(Stored data entries)
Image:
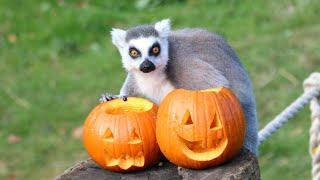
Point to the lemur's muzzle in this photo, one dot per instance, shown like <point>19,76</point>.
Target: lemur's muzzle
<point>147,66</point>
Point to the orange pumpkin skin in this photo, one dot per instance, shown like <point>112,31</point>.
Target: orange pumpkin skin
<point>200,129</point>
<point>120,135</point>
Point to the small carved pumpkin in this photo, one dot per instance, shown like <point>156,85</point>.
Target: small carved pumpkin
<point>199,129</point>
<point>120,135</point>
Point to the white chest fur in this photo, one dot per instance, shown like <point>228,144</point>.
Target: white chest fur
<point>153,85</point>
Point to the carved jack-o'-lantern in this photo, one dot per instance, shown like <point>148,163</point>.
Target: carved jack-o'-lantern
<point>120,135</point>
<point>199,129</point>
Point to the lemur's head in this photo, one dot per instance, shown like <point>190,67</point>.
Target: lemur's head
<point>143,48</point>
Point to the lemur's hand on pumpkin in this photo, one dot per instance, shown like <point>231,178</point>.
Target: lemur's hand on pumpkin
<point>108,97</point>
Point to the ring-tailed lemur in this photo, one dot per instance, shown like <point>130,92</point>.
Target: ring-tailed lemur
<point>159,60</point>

* * *

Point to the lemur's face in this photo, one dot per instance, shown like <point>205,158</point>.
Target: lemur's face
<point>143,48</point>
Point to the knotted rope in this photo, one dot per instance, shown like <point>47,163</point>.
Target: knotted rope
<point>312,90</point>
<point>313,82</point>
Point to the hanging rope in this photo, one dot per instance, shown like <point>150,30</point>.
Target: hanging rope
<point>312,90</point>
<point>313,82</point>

==

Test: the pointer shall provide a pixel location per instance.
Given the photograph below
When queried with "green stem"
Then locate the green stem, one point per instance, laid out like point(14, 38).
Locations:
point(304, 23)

**GOAL OF THE EXERCISE**:
Please return each line of the data above in which the word "stem" occurs.

**SOLUTION TO THIS EXERCISE**:
When queried with "green stem"
Then locate the green stem, one point per instance, laid out like point(14, 38).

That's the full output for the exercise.